Copy the lines of the entries below word for word, beginning at the line that contains "of the halved" and ending after the line that contains "Target: halved tomato".

────────────────────────────────────────

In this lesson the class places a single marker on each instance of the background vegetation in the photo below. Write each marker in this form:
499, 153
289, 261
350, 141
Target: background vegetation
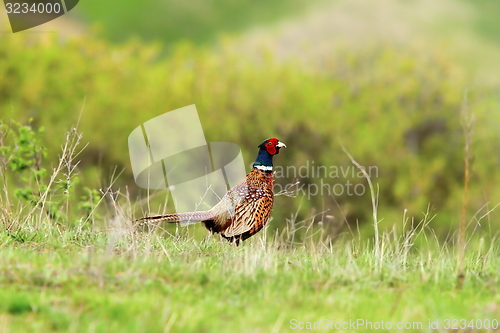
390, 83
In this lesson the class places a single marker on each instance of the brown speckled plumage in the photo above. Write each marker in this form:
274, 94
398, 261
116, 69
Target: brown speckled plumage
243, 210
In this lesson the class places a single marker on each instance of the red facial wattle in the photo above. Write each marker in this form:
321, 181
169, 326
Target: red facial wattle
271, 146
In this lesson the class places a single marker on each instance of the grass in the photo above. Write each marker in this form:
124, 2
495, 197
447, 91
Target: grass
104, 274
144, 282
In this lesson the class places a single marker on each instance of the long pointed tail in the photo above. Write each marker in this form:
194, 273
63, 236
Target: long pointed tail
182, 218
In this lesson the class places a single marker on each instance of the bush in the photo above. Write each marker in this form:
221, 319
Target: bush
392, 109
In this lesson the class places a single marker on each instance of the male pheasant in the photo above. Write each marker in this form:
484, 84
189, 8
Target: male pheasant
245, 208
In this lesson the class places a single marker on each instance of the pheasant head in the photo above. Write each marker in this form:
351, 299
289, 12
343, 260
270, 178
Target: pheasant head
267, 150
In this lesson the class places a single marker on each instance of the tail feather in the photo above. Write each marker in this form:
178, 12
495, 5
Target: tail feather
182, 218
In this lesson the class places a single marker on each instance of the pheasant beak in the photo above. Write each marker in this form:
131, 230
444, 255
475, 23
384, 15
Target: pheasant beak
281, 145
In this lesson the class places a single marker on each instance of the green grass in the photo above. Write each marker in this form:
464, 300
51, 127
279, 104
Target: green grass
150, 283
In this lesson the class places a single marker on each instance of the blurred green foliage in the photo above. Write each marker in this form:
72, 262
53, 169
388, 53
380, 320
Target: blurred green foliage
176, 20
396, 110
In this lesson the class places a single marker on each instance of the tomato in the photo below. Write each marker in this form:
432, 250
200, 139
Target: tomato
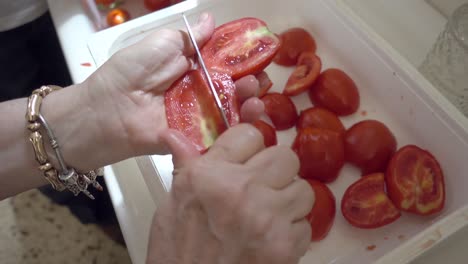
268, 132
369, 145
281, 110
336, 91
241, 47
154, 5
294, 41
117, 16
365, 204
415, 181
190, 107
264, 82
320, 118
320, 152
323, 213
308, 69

────────────────────────────────────────

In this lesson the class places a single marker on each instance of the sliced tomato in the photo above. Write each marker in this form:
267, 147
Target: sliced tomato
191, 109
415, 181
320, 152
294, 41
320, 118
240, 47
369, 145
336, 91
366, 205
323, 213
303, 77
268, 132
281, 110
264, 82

────────────────────────────────────────

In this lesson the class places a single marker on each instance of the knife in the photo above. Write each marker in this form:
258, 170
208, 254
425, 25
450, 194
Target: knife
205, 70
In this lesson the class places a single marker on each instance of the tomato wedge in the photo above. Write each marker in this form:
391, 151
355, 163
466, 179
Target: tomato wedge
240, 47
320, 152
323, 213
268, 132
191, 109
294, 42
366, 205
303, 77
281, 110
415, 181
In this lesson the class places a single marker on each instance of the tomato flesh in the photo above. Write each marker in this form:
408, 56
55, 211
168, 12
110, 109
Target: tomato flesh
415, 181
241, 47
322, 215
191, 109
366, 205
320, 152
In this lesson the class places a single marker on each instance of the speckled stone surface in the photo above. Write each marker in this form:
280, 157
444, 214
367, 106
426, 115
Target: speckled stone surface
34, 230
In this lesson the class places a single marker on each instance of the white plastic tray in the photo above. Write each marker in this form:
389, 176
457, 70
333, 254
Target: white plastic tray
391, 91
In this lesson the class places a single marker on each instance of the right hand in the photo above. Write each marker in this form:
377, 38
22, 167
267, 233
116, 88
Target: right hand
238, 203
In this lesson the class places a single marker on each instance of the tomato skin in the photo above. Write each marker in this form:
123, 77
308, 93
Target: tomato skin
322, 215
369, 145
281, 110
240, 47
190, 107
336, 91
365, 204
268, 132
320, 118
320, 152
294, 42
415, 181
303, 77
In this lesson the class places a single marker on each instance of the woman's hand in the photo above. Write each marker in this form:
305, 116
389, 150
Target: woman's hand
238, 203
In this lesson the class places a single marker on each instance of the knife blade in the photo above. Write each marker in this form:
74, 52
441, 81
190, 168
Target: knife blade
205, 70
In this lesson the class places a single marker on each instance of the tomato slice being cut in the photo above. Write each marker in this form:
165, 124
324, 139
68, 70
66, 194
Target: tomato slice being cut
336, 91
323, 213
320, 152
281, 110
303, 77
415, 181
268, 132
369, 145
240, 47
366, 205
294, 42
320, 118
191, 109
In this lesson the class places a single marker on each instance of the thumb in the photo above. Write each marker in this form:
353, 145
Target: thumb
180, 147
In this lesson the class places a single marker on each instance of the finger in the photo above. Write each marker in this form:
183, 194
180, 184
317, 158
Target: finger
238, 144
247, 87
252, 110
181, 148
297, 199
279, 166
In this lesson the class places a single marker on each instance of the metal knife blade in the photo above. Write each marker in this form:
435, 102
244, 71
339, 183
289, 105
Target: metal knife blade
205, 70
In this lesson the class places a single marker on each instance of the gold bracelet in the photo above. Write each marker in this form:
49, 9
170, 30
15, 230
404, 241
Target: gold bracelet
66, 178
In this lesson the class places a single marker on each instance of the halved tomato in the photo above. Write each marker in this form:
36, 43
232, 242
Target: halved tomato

────────────────────────────────────────

Written solution ->
In this lesson the class places a single marker on each instance of the halved tomato in the photo above. Write each marker in this form:
36, 43
232, 242
Target: halved tomato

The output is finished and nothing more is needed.